__問題文 A__. 下の美術館についての文章から、「みなさん、ようこそお越しくださいましたと、」で始まり「建物が設計されたということなんです。」で終わる部分を、一字も変えずに書き写してください。

__読む文章__.
いまから美術作品と出会っていくための‥‥、
非日常的な空間へ
入っていくためのご準備をしていただこうと。

アリスティード・マイヨール《ヴィーナス》1918-28年 ブロンズ 177.5 × 60.0 × 38.0cm 撮影:高橋マナミ アリスティード・マイヨール《ヴィーナス》1918-28年 ブロンズ 177.5 × 60.0 × 38.0cm 撮影:高橋マナミ

──
お出迎えくださっている、この方は‥‥。
海谷
アリスティード・マイヨールという彫刻家の
《ヴィーナス》です。
みなさん、ようこそお越しくださいましたと、
こうして、
いつでもエントランスでお待ちしています。
1990年5月に
当館がオープンしたときからここにいまして、
玄関口のシンボルのような作品なんです。
──
なるほど。
海谷
ちなみに、この美術館の大きな特徴は、
コレクションがほとんど出来上がった段階で、
建物が設計されたということなんです。

撮影:高橋マナミ 撮影:高橋マナミ

──
つまり‥‥所蔵するコレクションに合わせて
建物が造られている‥‥と。
海谷
はい。
──
それは、ぜいたくというか‥‥
作品たちも、さぞかし、うれしいでしょうね。
ちなみに、それまで、コレクションは
どこか別の場所に、保管されていたんですか。
海谷
ええ、保管庫に。
──
誰に見せるというわけでもなく?
海谷
もともと、プライベートコレクションなので、
公開はしていませんでした。
前田
当社の二代目社長であり、
初代館長でもあった川村勝巳が、
個人的に収集していたものです。
はじめから美術館を建てようと思って
作品を購入していたわけではなかったようです。
当館は、
ヨーロッパや戦後アメリカの美術で
知られているのですが、
購入第1作目は、じつは日本画でした。

__提供された記録__.

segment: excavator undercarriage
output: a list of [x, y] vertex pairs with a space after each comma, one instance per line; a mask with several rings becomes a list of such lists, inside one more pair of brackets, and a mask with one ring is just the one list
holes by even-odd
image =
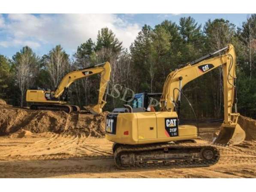
[[113, 153], [116, 165], [123, 169], [204, 167], [215, 164], [220, 159], [215, 147], [200, 145], [193, 140], [139, 145], [114, 144]]

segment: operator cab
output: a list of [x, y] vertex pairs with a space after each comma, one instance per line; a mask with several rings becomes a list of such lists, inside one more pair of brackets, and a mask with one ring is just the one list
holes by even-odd
[[[159, 110], [159, 101], [162, 93], [136, 93], [134, 97], [126, 98], [125, 105], [130, 105], [133, 112], [157, 111]], [[126, 113], [128, 112], [127, 108], [116, 108], [114, 113]]]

__問題文 B__. 上の記録のうち、「segment: operator cab」を含む行から始まり記録の最後の行で終わる部分を、両端の行も含めてそのまま抜き出してください。

__完成した解答 A__.
みなさん、ようこそお越しくださいましたと、
こうして、
いつでもエントランスでお待ちしています。
1990年5月に
当館がオープンしたときからここにいまして、
玄関口のシンボルのような作品なんです。
──
なるほど。
海谷
ちなみに、この美術館の大きな特徴は、
コレクションがほとんど出来上がった段階で、
建物が設計されたということなんです。

__完成した解答 B__.
segment: operator cab
output: a list of [x, y] vertex pairs with a space after each comma, one instance per line; a mask with several rings becomes a list of such lists, inside one more pair of brackets, and a mask with one ring is just the one list
holes by even-odd
[[[159, 110], [159, 101], [162, 93], [136, 93], [134, 97], [126, 98], [125, 105], [130, 105], [133, 112], [157, 111]], [[126, 113], [128, 112], [127, 108], [116, 108], [114, 113]]]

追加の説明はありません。